- Excerpt provided:
According to another aspect of the present disclosure, a gas lift gas preparation system includes a gas lift gas recovery system for recovering gas lift gas from well production fluid, and a gas compression system for compression of recovered gas lift gas. The gas lift gas recovery system may include an inlet separator system configured to receive production fluid for separation of liquids therefrom to recover gas lift gas, the inlet separator system may include at least one separator vessel for receiving production fluid from a well and separating liquids from gas within the production fluid; a charge system which may include a high pressure (HP) leg for holding an HP portion of fluid and a low pressure (LP) leg for holding an LP portion of fluid, and may include a liquid inlet for selective communication with the inlet separator system to receive liquids; and a sump system for holding liquids from at least one of the inlet separator system and the charge system, the sump system may include a sump vessel arranged for selective communication with the charge system to transfer vaporous release to the charge system. In some embodiments, the gas lift gas recovery system may include a control system for operation to conduct selective communication of fluids. The control system may be configured to selectively communicate the sump system with at least one of the inlet separator systems and the charge system to transfer liquids to the sump system. In some embodiments, the gas compression system may compress recovered gas lift gas from the inlet separator system. The gas compression system may include at least one compressor arranged for communication with the inlet separator system to receive recovered gas lift gas, and in communication to provide compressed gas lift gas for gas lift.

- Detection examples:

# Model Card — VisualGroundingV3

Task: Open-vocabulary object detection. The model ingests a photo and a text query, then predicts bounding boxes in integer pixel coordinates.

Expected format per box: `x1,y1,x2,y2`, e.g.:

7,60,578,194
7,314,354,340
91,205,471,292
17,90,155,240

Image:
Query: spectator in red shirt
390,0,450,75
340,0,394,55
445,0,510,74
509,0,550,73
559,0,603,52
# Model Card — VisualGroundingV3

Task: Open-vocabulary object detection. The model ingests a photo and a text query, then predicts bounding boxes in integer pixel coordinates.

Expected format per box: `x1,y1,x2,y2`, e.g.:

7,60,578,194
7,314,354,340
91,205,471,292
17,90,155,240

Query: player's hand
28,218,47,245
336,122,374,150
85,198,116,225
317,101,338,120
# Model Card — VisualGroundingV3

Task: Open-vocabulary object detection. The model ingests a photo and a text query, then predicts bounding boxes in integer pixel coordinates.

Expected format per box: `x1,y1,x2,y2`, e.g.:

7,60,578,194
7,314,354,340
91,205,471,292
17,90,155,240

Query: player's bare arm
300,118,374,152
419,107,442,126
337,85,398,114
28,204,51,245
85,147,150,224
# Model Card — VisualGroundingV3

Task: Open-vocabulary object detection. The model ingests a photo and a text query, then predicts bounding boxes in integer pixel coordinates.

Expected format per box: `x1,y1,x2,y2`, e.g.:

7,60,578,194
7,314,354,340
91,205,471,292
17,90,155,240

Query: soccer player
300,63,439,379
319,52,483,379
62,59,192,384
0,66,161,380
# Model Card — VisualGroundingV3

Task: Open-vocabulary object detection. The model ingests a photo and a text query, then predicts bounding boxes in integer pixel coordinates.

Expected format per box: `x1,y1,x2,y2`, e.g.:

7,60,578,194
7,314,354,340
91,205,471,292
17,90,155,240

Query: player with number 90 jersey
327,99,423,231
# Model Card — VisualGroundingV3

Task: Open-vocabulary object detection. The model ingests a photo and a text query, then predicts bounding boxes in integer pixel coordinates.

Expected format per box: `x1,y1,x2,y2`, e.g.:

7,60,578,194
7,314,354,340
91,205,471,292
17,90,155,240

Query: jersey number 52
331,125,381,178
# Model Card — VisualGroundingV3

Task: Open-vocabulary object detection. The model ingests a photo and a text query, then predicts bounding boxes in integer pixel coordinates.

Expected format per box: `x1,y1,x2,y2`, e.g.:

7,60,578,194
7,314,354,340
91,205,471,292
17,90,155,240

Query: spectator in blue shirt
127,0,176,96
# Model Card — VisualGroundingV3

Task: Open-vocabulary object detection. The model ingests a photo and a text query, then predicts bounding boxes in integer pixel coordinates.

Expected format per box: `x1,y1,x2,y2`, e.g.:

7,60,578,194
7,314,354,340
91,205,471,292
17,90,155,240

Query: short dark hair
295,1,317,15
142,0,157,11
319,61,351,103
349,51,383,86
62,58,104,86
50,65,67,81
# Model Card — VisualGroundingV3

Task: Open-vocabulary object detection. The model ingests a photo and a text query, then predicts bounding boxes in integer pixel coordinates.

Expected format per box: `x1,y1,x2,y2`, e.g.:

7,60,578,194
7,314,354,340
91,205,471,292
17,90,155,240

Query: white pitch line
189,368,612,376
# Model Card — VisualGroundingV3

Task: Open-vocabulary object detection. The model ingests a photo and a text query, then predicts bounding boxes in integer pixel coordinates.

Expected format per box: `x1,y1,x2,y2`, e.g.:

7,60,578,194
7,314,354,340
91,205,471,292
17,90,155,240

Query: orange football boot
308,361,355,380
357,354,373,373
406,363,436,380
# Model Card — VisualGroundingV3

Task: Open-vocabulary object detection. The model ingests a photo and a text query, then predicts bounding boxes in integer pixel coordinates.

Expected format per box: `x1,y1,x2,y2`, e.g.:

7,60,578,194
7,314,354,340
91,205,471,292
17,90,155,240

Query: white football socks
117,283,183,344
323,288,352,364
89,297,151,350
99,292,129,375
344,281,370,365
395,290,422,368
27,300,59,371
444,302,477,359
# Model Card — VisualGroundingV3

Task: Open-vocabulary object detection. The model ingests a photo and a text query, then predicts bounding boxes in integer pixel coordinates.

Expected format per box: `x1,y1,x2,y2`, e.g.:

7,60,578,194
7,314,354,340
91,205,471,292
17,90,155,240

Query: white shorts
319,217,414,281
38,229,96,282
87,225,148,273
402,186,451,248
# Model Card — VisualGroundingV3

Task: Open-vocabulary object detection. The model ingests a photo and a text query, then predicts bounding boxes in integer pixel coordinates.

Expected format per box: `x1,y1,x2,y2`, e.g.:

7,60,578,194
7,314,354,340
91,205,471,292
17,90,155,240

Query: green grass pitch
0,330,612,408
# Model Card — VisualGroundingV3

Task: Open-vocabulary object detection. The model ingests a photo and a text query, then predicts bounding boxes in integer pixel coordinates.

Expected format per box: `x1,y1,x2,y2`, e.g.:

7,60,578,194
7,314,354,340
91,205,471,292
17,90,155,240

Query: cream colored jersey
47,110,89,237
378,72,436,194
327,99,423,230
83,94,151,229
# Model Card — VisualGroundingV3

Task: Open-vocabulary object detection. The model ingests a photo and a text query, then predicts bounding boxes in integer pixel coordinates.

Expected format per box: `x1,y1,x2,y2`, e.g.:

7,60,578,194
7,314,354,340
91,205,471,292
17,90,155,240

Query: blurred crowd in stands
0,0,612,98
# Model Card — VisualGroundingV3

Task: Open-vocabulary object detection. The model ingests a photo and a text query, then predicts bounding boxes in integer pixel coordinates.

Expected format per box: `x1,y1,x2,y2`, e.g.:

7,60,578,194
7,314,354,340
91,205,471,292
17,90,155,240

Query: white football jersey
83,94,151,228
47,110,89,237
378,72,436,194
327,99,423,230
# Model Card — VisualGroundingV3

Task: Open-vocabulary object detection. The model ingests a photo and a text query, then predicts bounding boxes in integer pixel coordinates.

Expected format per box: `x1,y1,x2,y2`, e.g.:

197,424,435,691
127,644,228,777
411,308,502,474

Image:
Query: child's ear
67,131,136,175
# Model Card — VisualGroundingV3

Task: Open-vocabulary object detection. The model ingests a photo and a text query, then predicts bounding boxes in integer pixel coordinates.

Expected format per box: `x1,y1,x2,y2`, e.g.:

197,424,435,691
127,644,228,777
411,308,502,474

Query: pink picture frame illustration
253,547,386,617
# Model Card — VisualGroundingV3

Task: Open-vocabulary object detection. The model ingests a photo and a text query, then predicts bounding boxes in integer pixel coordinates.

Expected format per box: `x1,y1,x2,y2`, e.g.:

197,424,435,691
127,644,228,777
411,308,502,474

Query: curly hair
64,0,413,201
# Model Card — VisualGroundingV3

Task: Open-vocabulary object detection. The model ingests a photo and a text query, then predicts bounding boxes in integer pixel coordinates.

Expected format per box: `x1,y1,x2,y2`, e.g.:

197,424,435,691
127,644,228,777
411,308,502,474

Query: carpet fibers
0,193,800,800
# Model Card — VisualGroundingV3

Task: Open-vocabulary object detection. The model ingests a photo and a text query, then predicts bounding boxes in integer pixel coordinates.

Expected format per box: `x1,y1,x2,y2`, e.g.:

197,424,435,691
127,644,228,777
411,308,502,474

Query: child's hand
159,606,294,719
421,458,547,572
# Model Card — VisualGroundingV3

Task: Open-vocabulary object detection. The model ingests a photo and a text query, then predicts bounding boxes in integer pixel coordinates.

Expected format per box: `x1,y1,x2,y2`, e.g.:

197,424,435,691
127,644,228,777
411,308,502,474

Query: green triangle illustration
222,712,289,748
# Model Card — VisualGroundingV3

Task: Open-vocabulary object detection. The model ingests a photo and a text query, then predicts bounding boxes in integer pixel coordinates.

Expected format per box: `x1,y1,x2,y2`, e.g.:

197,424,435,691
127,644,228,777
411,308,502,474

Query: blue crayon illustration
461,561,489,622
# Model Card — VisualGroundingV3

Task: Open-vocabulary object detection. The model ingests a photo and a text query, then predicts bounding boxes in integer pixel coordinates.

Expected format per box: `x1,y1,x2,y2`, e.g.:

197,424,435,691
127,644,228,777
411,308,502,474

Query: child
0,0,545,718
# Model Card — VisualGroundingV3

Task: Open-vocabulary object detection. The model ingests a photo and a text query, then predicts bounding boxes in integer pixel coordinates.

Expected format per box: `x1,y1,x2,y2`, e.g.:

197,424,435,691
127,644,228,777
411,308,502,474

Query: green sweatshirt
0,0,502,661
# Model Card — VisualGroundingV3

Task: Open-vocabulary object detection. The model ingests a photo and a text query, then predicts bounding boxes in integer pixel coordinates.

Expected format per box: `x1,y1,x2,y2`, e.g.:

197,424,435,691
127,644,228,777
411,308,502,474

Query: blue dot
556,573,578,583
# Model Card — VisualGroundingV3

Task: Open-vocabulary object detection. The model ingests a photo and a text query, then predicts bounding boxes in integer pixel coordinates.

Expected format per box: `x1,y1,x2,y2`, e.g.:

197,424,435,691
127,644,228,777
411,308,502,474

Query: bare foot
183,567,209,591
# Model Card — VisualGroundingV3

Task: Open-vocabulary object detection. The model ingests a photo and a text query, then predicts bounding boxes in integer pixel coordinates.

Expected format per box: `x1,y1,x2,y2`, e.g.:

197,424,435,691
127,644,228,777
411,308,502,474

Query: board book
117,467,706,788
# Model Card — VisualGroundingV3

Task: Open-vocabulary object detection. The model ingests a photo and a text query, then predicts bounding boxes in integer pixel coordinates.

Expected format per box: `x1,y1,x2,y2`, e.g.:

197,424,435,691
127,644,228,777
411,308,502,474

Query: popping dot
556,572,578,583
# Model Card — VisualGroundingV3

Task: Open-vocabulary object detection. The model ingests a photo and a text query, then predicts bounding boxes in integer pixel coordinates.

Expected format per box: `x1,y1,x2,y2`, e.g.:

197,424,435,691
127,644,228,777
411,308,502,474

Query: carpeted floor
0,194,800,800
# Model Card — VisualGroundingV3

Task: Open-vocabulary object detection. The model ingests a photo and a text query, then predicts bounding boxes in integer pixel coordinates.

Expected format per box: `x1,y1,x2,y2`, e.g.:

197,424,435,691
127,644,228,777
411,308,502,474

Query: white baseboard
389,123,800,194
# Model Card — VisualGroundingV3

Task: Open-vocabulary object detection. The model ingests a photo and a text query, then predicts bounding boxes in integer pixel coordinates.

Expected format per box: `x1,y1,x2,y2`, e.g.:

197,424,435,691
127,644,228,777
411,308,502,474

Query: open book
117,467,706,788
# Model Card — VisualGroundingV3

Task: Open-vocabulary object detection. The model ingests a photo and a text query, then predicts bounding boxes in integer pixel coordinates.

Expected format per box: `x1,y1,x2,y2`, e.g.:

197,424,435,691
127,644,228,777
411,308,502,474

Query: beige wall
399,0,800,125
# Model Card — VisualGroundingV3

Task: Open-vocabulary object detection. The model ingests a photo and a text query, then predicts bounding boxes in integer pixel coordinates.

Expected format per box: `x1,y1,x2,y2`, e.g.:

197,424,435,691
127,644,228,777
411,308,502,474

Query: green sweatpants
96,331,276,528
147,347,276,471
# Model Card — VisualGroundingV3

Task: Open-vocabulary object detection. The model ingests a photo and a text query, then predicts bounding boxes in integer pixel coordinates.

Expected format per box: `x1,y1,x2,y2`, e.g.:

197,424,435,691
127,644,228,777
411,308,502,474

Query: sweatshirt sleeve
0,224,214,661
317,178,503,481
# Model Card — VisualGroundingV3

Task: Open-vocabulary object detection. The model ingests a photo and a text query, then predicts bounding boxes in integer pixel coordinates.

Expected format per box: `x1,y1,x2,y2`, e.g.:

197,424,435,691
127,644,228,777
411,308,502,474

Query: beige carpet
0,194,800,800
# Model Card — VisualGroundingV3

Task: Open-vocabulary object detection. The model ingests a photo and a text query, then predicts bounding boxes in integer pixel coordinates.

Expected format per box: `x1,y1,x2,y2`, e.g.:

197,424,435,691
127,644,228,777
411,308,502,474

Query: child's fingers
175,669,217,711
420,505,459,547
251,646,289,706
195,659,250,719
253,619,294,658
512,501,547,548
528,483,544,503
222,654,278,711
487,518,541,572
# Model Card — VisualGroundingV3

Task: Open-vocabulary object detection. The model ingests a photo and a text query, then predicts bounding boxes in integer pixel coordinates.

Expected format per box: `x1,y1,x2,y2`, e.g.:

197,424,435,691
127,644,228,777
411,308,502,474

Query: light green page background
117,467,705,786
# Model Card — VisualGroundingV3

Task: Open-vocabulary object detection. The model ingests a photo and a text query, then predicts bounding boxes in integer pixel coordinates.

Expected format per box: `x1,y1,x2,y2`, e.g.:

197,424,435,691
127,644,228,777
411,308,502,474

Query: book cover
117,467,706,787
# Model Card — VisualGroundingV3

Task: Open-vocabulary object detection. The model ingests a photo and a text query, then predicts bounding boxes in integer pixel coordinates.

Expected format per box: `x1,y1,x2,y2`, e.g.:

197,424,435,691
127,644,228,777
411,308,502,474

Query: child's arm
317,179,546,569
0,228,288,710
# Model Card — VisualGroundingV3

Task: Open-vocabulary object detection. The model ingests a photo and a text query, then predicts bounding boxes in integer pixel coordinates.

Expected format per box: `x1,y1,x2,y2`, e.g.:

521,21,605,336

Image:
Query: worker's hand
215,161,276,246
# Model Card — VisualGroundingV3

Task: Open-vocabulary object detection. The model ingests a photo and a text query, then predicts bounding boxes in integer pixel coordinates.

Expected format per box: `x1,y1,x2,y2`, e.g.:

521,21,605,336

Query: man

- Instruction 1: Decide whether each statement agrees with the gas lift gas passage: (a) the charge system may include a high pressure leg and a low pressure leg; (b) the sump vessel transfers vaporous release to the inlet separator system; (c) the gas compression system requires at least two compressors. Answer yes or no for each and quote the words from the passage that decide it.
- Instruction 2: Extend the gas lift gas passage, picking up after its final sentence.

- Written reply 1:
(a) Yes: "a charge system which may include a high pressure (HP) leg for holding an HP portion of fluid and a low pressure (LP) leg for holding an LP portion of fluid"
(b) No: "a sump vessel arranged for selective communication with the charge system to transfer vaporous release to the charge system"
(c) No: "The gas compression system may include at least one compressor arranged for communication with the inlet separator system to receive recovered gas lift gas"

- Written reply 2:
In some embodiments, the gas compression system may be arranged in selective communication with the gas lift gas recovery system to transfer liquid to the gas lift gas recovery system. The gas compression system may be arranged in selective communication with the charge system to transfer liquid to the charge system. The gas compression system may be arranged in selective communication with the LP leg of the charge system to transfer LP liquids to the LP leg.

In some embodiments, the gas compression system may include an inlet scrubber arranged in selective communication with the LP leg of the charge system to transfer LP liquids. The gas compression system may be arranged in selective communication with the HP leg of the charge system to transfer HP liquids. In some embodiments, the gas compression system may include at least one interstage scrubber arranged in selective communication with the HP leg of the charge system to transfer HP liquids. The at least one interstage scrubber may be arranged between different stages of compression of the gas compression system.

In some embodiments, the gas lift gas recovery system may be mounted on a skid. The gas compression system may not be mounted on the skid.

In some embodiments, the gas lift gas preparation system may further include a methane recovery system for recovering hydrocarbon gas. The methane recovery system may include a methane recovery compressor for increasing pressure of recovered gas. The methane recovery system may be configured to receive ultra low pressure methane gas emissions from the gas compression system for recovery compression.

In some embodiments, pressurized gas from the methane recovery compressor may be provided to the inlet separator for combination with recovered gas lift gas. The methane recovery system may include a cooling system. The cooling system may include a heat transfer fluid circulating in thermal communication to remove heat from the methane recovery system and provide recovered heat to the sump system. In some embodiments, the sump system may include a heat exchanger arranged to provide thermal communication between the heat transfer fluid and the sump vessel to provide heat to the liquids within the sump vessel for encouraging vaporization.

In some embodiments, the sump system may be arranged in selective communication with a liquid recovery path. The liquid recovery path may include a pipeline to off-site storage reserve. The liquid recovery path may include a transport fill terminal for communication with transport storage vessels.

Additional features of the present disclosure will become apparent to those skilled in the art upon consideration of illustrative embodiments exemplifying the best mode of carrying out the disclosure as presently perceived.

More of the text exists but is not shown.